::: Exercise inputs

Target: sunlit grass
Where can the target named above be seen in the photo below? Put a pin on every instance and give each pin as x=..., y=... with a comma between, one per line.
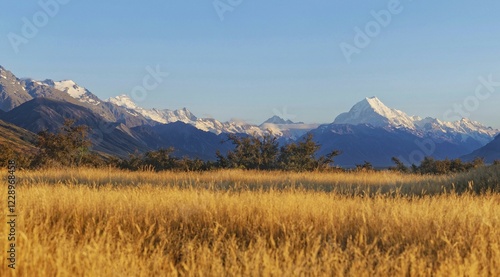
x=91, y=222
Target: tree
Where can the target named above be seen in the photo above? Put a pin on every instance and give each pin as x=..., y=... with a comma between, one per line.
x=301, y=156
x=400, y=166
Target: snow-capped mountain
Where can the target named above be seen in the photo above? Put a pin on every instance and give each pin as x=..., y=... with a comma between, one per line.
x=286, y=128
x=277, y=120
x=70, y=87
x=375, y=113
x=160, y=116
x=372, y=111
x=184, y=115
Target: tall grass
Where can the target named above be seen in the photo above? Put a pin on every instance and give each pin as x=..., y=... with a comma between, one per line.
x=112, y=223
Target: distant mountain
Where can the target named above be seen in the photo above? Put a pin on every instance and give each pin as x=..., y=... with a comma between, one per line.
x=373, y=132
x=116, y=138
x=16, y=138
x=185, y=116
x=373, y=112
x=47, y=114
x=186, y=139
x=490, y=152
x=12, y=91
x=277, y=120
x=364, y=142
x=72, y=89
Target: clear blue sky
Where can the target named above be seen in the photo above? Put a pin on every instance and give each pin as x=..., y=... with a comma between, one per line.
x=266, y=56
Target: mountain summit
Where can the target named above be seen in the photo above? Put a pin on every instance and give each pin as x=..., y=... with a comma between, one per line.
x=277, y=120
x=372, y=111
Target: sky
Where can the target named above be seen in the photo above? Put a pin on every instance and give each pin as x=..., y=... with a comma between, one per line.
x=249, y=60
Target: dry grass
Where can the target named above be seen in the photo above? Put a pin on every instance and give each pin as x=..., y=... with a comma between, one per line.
x=113, y=223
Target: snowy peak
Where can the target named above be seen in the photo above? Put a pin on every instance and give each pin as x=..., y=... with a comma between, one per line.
x=372, y=111
x=277, y=120
x=157, y=115
x=123, y=101
x=72, y=89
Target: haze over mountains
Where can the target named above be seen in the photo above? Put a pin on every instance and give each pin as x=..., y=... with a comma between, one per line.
x=370, y=131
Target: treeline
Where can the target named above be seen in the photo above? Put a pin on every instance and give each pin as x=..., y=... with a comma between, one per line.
x=70, y=147
x=432, y=166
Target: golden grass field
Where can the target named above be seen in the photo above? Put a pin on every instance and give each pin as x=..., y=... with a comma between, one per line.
x=89, y=222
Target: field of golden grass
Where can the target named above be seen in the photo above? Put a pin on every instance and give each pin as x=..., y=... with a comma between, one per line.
x=89, y=222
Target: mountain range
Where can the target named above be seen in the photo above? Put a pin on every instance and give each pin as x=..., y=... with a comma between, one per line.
x=369, y=131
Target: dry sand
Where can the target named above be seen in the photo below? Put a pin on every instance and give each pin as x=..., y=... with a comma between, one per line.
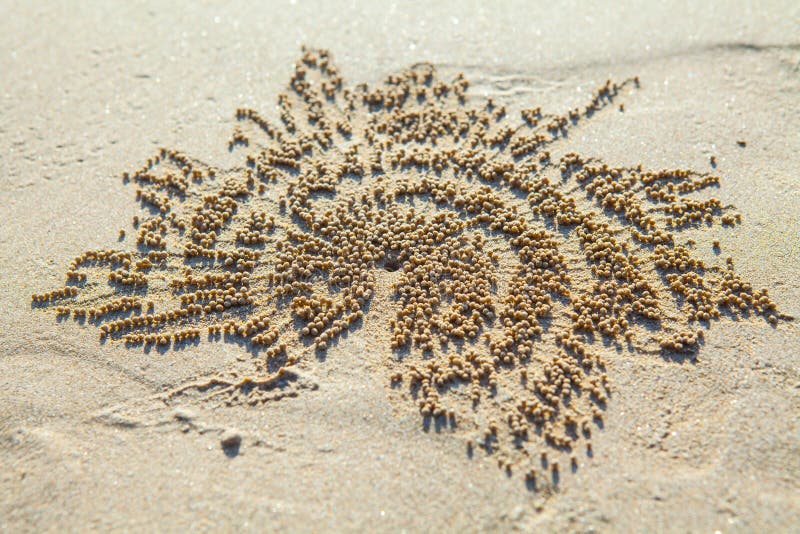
x=91, y=91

::::::

◆ **Job**
Convert the part of the rows that opens with the line containing "Target: distant mountain" and closes with the line containing "x=266, y=56", both included, into a numbered list with one line per item and no blank lines.

◆ **Task response**
1. Target: distant mountain
2. Where can the target named above be seen in the photo above? Put a pin on every instance and give each pin as x=..., y=... with a comma between, one per line.
3. x=373, y=132
4. x=116, y=138
5. x=16, y=138
6. x=185, y=116
7. x=373, y=112
8. x=47, y=114
9. x=186, y=139
10. x=490, y=152
11. x=12, y=91
12. x=277, y=120
13. x=364, y=142
14. x=72, y=89
15. Target: clear blue sky
16. Where can the target named above be seen in the photo above? Put a pin on every instance and give each pin as x=..., y=... with a comma between, one per line.
17. x=266, y=56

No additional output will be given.